§ EXERCISE TASK
Echo the lines below unchanged, starting at the first line and ending at the line that contains "point(565, 453)".
*** MATERIAL SUPPLIED
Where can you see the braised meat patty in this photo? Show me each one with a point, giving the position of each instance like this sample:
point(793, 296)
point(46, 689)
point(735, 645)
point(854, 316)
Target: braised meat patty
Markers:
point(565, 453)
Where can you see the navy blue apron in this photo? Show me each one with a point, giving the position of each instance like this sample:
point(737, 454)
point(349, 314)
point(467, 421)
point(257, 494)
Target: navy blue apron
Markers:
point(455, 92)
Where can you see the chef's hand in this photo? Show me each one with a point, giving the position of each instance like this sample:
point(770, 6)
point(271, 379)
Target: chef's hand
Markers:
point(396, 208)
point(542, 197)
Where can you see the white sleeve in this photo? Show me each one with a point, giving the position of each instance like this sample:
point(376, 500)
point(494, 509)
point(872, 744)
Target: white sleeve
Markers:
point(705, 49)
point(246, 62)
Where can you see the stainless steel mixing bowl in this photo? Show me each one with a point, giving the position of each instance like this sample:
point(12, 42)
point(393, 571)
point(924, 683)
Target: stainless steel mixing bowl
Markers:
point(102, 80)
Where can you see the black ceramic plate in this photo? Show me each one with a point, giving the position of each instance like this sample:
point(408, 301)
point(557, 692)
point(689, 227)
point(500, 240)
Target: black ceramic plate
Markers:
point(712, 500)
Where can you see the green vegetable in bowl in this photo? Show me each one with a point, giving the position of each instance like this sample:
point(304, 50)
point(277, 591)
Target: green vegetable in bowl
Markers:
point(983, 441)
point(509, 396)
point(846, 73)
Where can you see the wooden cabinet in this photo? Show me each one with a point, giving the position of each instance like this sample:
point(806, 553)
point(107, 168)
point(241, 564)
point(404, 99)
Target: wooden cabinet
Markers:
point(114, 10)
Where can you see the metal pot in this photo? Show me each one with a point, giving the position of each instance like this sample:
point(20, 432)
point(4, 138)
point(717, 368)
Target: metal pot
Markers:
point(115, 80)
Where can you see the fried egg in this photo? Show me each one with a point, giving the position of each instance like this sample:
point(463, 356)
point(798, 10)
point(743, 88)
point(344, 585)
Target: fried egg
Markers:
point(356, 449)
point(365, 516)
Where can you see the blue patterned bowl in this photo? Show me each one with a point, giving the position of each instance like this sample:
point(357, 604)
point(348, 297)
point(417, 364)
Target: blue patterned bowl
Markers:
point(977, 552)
******
§ FULL RESPONSE
Where can you see the braised meat patty in this photo? Show me each one with a point, giving the position of each instance like this sample:
point(793, 296)
point(46, 689)
point(735, 645)
point(854, 316)
Target: braised meat patty
Markers:
point(565, 453)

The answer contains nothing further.